### [Given instruction]
Please go through the records below and copy out each line that contains the word "blurred".

### [Records]
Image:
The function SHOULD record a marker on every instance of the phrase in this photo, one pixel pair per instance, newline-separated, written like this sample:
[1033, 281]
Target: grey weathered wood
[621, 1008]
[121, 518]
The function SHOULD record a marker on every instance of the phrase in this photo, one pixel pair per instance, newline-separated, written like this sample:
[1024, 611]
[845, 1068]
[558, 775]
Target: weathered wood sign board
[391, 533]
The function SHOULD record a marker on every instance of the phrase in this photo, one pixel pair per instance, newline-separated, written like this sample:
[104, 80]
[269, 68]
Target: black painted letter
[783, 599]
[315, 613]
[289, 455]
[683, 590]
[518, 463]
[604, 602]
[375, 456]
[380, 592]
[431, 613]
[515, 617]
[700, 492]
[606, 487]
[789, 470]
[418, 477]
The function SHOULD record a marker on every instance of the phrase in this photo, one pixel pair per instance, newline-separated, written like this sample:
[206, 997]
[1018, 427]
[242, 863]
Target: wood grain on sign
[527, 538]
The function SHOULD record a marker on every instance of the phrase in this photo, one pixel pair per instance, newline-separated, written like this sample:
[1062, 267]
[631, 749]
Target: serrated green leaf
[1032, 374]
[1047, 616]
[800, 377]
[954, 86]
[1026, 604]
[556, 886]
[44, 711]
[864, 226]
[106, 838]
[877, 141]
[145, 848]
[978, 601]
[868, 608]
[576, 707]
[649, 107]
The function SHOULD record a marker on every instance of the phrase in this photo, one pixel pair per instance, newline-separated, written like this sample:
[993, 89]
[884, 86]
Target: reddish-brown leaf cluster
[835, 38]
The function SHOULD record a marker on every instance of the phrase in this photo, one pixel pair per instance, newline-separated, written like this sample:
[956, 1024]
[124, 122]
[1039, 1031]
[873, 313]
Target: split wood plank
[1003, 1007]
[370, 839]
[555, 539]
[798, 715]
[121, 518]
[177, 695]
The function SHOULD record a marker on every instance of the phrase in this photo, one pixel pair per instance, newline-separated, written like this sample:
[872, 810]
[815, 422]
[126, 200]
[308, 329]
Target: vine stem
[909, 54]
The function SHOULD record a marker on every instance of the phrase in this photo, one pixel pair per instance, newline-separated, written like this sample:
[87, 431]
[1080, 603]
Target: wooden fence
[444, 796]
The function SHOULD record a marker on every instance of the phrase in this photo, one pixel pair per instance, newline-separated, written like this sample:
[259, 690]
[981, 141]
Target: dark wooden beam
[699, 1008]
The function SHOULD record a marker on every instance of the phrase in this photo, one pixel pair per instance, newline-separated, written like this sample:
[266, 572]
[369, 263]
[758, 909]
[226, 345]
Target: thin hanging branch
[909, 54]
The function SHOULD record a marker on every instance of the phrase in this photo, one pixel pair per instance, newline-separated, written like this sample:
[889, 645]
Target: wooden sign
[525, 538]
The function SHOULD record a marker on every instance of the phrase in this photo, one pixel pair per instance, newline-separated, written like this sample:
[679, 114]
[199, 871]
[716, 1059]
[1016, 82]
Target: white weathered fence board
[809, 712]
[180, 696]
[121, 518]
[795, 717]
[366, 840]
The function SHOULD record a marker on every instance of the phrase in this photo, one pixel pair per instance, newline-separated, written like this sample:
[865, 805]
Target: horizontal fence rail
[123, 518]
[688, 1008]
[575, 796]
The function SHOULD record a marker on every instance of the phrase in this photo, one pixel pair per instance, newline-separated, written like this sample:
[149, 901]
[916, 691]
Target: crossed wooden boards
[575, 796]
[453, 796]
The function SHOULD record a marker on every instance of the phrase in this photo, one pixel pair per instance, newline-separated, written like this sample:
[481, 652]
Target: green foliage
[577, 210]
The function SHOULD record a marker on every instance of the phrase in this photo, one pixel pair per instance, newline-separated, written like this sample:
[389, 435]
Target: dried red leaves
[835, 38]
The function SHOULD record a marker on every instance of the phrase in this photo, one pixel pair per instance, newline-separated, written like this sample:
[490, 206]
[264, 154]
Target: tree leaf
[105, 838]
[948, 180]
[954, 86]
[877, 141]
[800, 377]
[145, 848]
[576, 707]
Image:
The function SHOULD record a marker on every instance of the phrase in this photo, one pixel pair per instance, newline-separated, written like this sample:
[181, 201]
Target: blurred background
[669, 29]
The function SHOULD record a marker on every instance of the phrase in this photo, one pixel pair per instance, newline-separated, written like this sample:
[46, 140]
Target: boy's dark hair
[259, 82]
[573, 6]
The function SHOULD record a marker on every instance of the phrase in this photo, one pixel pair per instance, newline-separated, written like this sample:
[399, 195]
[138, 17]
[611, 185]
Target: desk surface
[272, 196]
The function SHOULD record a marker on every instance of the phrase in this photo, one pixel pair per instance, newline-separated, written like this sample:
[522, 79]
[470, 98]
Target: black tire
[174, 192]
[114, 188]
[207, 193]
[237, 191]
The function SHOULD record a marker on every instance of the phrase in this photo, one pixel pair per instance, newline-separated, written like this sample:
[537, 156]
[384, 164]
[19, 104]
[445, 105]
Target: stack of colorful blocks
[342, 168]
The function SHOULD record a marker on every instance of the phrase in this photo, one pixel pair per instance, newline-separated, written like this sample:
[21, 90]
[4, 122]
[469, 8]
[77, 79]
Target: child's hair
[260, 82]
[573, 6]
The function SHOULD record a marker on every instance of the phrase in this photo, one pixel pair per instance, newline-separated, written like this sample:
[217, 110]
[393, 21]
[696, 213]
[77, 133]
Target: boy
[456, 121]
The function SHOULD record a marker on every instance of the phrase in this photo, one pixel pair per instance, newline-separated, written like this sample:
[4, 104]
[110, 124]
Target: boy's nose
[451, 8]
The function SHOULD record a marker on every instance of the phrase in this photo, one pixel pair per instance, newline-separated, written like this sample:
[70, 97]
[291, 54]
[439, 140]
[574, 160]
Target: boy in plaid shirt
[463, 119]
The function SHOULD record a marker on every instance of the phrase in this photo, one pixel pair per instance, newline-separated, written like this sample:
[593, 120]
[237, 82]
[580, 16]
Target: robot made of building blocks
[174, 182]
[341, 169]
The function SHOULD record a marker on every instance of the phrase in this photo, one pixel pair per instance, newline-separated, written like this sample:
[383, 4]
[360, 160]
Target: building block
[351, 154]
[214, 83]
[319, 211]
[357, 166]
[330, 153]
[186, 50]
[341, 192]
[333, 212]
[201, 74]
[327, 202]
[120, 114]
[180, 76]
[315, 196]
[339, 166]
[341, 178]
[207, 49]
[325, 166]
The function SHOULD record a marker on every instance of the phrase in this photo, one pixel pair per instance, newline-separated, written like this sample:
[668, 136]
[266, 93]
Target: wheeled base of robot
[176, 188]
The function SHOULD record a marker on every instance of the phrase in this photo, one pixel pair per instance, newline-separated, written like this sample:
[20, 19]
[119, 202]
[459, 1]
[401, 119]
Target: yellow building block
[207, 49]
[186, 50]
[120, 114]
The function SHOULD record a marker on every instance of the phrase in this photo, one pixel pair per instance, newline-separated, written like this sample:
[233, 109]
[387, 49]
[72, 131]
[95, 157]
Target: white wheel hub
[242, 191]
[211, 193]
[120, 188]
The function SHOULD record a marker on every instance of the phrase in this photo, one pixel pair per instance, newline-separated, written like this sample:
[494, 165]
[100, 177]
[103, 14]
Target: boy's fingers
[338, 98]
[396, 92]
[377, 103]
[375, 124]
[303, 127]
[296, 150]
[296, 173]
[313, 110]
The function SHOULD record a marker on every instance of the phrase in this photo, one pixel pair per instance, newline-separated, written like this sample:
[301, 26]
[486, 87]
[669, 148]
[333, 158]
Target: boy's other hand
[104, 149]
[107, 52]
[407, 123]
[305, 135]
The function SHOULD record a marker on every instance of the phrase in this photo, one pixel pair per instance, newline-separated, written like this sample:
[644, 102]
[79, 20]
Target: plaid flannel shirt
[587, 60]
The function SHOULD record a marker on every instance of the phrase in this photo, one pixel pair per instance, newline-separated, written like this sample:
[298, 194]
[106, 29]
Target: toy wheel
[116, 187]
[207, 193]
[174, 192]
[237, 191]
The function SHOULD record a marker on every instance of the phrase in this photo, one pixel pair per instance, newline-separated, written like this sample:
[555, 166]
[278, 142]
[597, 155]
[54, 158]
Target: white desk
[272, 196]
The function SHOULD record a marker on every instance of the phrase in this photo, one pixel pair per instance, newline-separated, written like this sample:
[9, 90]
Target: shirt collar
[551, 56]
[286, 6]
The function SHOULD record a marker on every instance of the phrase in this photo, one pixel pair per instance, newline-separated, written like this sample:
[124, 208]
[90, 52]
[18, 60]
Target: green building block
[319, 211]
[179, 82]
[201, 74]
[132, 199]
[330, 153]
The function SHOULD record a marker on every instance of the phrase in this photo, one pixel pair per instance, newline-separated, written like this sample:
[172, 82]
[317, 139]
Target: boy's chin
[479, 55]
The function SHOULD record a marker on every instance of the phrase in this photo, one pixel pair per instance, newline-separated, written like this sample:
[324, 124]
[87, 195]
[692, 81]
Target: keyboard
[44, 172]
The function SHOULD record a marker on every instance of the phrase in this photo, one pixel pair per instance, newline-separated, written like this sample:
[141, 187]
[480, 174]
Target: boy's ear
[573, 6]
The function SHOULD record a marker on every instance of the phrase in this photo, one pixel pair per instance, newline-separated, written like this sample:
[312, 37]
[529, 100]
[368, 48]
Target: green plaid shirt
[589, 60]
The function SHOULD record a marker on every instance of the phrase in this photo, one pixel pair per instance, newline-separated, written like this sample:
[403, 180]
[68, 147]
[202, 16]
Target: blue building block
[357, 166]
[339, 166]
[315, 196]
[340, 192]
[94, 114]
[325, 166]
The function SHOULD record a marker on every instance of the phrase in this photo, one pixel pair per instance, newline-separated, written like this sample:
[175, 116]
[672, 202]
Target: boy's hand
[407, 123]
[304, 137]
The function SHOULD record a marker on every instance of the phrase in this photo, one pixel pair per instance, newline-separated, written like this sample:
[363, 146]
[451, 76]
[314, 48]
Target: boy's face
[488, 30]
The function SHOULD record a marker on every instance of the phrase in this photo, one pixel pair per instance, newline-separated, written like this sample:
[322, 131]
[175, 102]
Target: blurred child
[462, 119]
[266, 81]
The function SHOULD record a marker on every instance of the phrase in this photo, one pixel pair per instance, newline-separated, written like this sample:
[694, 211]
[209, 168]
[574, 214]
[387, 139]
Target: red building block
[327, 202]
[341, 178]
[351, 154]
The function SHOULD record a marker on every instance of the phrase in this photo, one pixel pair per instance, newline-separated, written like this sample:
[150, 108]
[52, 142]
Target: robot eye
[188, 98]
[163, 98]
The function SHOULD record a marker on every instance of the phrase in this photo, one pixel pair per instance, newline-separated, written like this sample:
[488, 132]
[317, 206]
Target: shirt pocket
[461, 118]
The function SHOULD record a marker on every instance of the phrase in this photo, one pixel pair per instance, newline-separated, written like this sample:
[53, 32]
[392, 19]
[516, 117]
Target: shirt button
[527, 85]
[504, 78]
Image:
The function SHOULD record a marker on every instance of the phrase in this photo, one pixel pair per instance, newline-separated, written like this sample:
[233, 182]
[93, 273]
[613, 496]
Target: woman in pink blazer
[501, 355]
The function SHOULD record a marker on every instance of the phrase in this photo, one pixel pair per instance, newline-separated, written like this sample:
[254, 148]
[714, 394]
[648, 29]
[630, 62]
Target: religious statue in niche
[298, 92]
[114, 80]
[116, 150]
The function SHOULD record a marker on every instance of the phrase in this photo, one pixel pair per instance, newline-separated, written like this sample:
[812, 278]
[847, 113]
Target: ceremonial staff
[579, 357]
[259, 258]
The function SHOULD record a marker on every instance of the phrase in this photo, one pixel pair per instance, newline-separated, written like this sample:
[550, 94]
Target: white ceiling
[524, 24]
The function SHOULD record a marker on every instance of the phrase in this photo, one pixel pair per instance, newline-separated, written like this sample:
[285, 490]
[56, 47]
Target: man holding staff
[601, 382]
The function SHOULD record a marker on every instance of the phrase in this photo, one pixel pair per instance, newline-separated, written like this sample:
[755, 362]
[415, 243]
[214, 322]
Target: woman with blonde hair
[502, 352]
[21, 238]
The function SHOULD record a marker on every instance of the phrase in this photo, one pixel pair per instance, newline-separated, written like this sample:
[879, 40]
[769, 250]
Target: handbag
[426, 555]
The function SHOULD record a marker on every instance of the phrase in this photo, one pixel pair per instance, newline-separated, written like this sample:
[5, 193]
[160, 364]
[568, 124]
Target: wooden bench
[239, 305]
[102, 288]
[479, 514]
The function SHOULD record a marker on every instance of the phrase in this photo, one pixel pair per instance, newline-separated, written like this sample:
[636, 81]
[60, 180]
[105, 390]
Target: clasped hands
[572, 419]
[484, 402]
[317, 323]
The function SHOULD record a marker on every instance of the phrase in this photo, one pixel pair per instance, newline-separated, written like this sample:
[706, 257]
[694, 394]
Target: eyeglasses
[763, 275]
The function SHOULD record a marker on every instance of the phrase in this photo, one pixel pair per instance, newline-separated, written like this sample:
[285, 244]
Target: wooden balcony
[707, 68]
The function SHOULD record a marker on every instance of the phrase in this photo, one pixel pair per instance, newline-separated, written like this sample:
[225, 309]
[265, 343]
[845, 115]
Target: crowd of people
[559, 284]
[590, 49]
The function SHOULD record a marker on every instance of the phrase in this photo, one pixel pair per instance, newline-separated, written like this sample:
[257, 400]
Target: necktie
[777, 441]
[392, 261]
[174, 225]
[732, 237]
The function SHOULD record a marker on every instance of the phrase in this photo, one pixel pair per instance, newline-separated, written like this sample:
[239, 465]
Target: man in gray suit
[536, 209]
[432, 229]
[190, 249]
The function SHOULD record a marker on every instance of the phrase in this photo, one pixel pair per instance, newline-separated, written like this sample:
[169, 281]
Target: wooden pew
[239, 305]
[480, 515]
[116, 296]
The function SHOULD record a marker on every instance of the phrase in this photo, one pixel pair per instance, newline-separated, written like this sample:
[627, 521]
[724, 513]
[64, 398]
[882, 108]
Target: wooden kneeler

### [Expected answer]
Target: blurred background
Target: blurred child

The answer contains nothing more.